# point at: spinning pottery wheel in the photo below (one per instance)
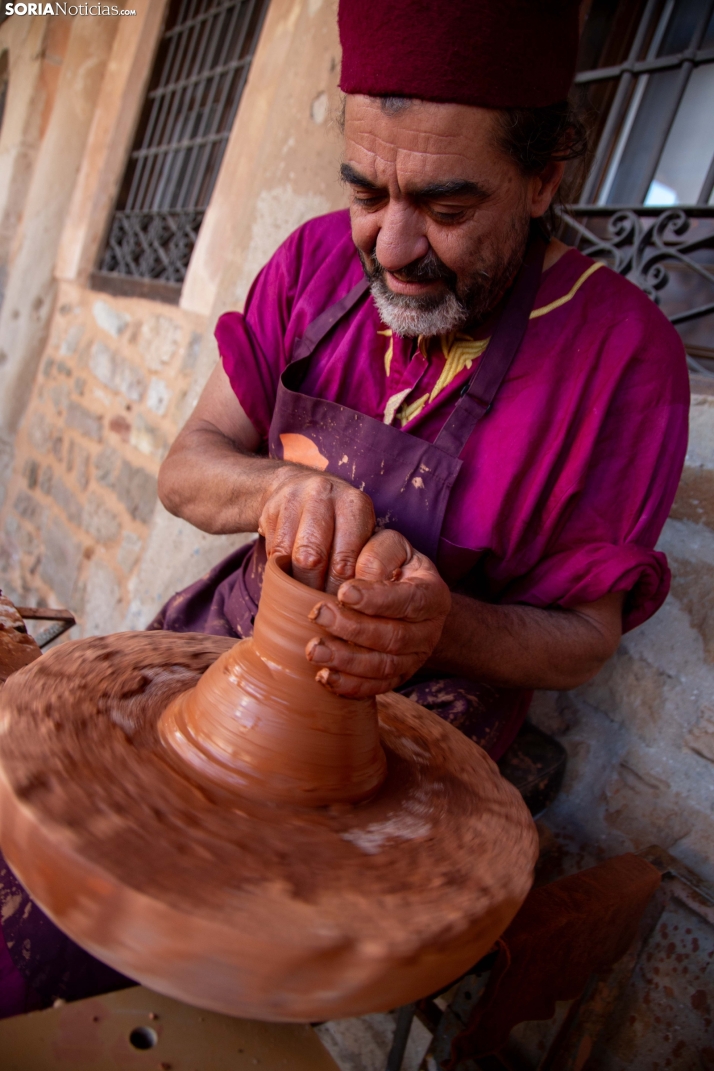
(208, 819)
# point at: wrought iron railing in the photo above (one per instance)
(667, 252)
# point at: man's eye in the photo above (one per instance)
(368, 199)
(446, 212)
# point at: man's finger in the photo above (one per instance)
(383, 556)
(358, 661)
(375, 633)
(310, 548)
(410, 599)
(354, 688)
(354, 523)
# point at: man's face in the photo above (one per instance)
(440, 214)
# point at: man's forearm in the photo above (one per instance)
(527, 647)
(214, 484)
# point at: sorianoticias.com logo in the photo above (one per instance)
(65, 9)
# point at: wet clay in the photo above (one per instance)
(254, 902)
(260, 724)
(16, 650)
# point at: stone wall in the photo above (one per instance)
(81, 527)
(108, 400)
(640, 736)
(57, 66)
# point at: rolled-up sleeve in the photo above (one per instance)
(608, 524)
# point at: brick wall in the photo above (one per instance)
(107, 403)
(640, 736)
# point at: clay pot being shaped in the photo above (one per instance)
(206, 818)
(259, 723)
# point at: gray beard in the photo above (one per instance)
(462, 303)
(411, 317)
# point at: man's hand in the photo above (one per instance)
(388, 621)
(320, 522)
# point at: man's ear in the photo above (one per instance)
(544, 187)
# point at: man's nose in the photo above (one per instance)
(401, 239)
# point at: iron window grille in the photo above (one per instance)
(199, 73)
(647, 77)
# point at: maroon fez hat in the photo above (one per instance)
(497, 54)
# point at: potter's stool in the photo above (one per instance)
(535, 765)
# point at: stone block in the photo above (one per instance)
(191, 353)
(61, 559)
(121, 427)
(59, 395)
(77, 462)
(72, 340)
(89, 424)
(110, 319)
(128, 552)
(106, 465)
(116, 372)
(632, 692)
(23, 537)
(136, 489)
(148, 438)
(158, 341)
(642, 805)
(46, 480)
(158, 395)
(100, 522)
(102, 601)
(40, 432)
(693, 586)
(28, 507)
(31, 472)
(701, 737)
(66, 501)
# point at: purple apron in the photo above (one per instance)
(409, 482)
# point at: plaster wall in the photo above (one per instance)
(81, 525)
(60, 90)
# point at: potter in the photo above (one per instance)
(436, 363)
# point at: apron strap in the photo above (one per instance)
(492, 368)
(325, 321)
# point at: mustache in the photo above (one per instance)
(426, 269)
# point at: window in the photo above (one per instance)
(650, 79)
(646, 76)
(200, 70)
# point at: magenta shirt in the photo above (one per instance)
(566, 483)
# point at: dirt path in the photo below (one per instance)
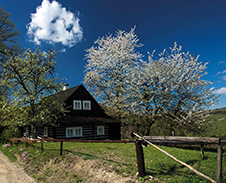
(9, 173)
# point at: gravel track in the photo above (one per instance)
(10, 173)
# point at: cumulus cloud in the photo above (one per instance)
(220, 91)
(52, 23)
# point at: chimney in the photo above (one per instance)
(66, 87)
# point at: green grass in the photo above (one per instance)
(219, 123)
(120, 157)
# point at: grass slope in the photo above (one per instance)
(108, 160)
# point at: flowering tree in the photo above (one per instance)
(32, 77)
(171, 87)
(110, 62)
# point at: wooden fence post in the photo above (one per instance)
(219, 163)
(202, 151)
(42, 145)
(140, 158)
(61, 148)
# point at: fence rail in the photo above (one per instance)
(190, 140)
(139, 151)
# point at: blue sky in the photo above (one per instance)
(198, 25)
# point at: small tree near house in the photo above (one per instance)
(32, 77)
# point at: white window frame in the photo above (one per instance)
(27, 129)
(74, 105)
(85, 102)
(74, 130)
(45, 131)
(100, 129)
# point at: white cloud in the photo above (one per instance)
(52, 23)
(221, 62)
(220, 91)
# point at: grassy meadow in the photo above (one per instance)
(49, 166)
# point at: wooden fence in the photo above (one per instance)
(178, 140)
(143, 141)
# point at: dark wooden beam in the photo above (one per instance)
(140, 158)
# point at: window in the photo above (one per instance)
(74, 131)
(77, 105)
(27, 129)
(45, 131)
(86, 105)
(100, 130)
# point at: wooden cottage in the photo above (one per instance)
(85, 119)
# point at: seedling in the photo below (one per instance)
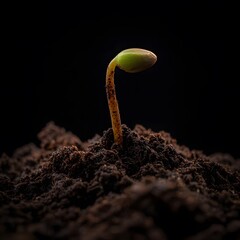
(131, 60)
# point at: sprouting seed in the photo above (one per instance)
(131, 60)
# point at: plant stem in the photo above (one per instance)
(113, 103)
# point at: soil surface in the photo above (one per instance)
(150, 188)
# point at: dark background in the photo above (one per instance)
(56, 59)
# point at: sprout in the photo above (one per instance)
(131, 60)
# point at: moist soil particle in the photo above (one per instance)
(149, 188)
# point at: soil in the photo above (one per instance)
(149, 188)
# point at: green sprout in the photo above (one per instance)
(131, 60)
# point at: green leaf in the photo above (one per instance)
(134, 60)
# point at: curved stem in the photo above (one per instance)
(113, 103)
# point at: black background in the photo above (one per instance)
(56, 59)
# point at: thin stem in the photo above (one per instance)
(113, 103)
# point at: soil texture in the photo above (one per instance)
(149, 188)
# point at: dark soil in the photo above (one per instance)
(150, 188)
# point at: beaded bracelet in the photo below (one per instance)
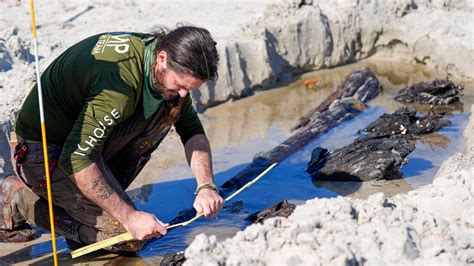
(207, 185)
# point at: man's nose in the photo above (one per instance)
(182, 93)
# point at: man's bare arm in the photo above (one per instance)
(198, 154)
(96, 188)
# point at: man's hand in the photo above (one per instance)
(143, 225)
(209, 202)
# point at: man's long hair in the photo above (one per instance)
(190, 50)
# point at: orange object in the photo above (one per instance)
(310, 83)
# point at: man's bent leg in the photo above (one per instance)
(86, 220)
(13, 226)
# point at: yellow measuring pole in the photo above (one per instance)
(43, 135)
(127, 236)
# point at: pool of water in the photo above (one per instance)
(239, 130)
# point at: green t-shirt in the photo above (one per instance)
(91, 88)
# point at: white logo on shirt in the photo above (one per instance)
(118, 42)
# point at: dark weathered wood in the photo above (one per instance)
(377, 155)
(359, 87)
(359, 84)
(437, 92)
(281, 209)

- - -

What needs to be done
Would you write out all of the data exactly as it stands, without the pictures?

Solution
# point at: spinning pottery wheel in the photo below (one per instance)
(208, 819)
# point at: wrought iron railing in the photo above (one per instance)
(667, 252)
# point at: man's eye in the photo above (one per instance)
(368, 199)
(446, 212)
# point at: man's finger in the photo above (one per instance)
(383, 556)
(358, 661)
(375, 633)
(310, 548)
(410, 599)
(354, 688)
(354, 523)
# point at: man's face in the photo above (one per instance)
(440, 214)
# point at: man's forearm in the photo above (one per instance)
(527, 647)
(214, 484)
# point at: sorianoticias.com logo in the photo above (one per instance)
(65, 9)
# point at: wet clay in the photo above (one per instance)
(254, 902)
(260, 724)
(16, 650)
# point at: stone wall in the photo above (one per instance)
(81, 527)
(108, 400)
(640, 736)
(57, 66)
# point at: rolled-up sleeve in the photo above (one per instance)
(608, 524)
# point at: brick wall in the photo above (one per instance)
(107, 403)
(640, 736)
# point at: clay pot being shaped in the photo above (one per instance)
(206, 818)
(259, 723)
# point at: gray beard in the photo above (one per instance)
(462, 303)
(411, 317)
# point at: man's hand in the photo above (one per instance)
(388, 621)
(320, 522)
# point at: man's ear in the photo above (one per instance)
(544, 187)
# point at: man's nose in the photo above (one per instance)
(401, 239)
# point at: iron window grille in the photo above (one per instance)
(199, 73)
(647, 77)
# point at: maroon fez hat in the photo above (one per instance)
(497, 54)
# point at: potter's stool in the photo above (one per instance)
(535, 765)
# point at: stone block in the photo above (one per instance)
(191, 353)
(61, 559)
(121, 427)
(59, 395)
(77, 462)
(72, 340)
(89, 424)
(110, 319)
(128, 552)
(106, 465)
(116, 372)
(632, 692)
(23, 537)
(136, 489)
(148, 438)
(158, 341)
(642, 805)
(46, 480)
(158, 395)
(100, 522)
(102, 601)
(40, 432)
(693, 586)
(28, 507)
(31, 472)
(701, 737)
(66, 501)
# point at: purple apron in the photo above (one per instance)
(409, 482)
# point at: plaster wall in the photo above (one per instance)
(81, 525)
(60, 90)
# point at: potter in the photo above (one per instance)
(436, 363)
# point at: apron strap in the photo above (one per instance)
(492, 368)
(325, 321)
# point at: mustache in the photo above (one per instance)
(426, 269)
# point at: window in the photo above (one per instance)
(650, 79)
(646, 76)
(200, 70)
# point at: magenta shirt in the photo above (one per instance)
(566, 483)
# point at: dirt path in the photo below (one per instance)
(9, 173)
# point at: gravel track in the photo above (one per instance)
(10, 173)
# point at: cumulus cloud in the photo above (one per instance)
(220, 91)
(52, 23)
# point at: chimney in the photo above (one per instance)
(66, 87)
# point at: green grass in the photo above (one per instance)
(219, 123)
(120, 157)
# point at: grass slope in the photo above (one per instance)
(108, 160)
# point at: flowering tree in the photo above (one per instance)
(32, 77)
(171, 87)
(110, 62)
# point at: wooden fence post in the photo above (one per instance)
(219, 163)
(202, 151)
(42, 145)
(140, 158)
(61, 148)
# point at: fence rail in the photo above (one per instance)
(190, 140)
(139, 151)
# point at: blue sky in the photo above (one per instance)
(198, 25)
# point at: small tree near house in the photo above (one per instance)
(32, 77)
# point at: white window frame in the photo above (one per instance)
(27, 129)
(74, 105)
(85, 102)
(74, 130)
(45, 131)
(100, 129)
# point at: white cloud in the photo above (one per instance)
(52, 23)
(221, 62)
(220, 91)
# point at: grassy meadow in the photo above (one per instance)
(49, 166)
# point at: wooden fence in the photo above (one per instance)
(178, 140)
(143, 141)
# point at: dark wooden beam in the photo above (one per instance)
(140, 158)
# point at: window in the photo above (one per instance)
(74, 131)
(77, 105)
(27, 129)
(45, 131)
(86, 105)
(100, 130)
# point at: wooden cottage in the photo above (one per instance)
(85, 119)
# point at: seedling in the photo below (one per instance)
(131, 60)
# point at: sprouting seed in the photo above (one per instance)
(131, 60)
# point at: plant stem in the photo above (one per instance)
(113, 103)
# point at: soil surface in the photo above (one per instance)
(150, 188)
# point at: dark background in the photo above (one per instance)
(56, 59)
# point at: sprout in the photo above (one per instance)
(131, 60)
# point at: moist soil particle in the photo above (one per instance)
(149, 188)
# point at: soil in the photo above (one per instance)
(149, 188)
# point at: green sprout in the photo above (one per instance)
(131, 60)
# point at: green leaf in the photo above (one per instance)
(134, 60)
# point at: curved stem in the photo above (one per instance)
(113, 103)
# point at: black background in the photo above (one per instance)
(56, 59)
# point at: thin stem in the photo above (one per instance)
(113, 103)
# point at: soil texture in the photo above (one per instance)
(149, 188)
# point at: dark soil in the photo above (one per instance)
(150, 188)
# point at: beaded bracelet in the photo below (one per instance)
(207, 185)
# point at: man's nose in the photo above (one per instance)
(182, 93)
# point at: man's bare arm in the photo above (one per instance)
(198, 154)
(96, 188)
# point at: man's hand in the photo above (one per instance)
(143, 225)
(209, 202)
# point at: man's long hair in the photo above (one per instance)
(190, 50)
# point at: orange object in the photo above (one per instance)
(310, 83)
# point at: man's bent leg in the photo above (one per instance)
(86, 220)
(13, 226)
# point at: yellow measuring pole in the photo above (one per instance)
(43, 135)
(127, 236)
# point at: pool of water in the photo above (one per instance)
(239, 130)
# point at: green t-shirt in the photo above (one per instance)
(91, 88)
# point at: white logo on shirt in the photo above (one per instance)
(118, 42)
# point at: dark weathered wood in the photo above (one per instance)
(377, 155)
(359, 87)
(359, 84)
(437, 92)
(281, 209)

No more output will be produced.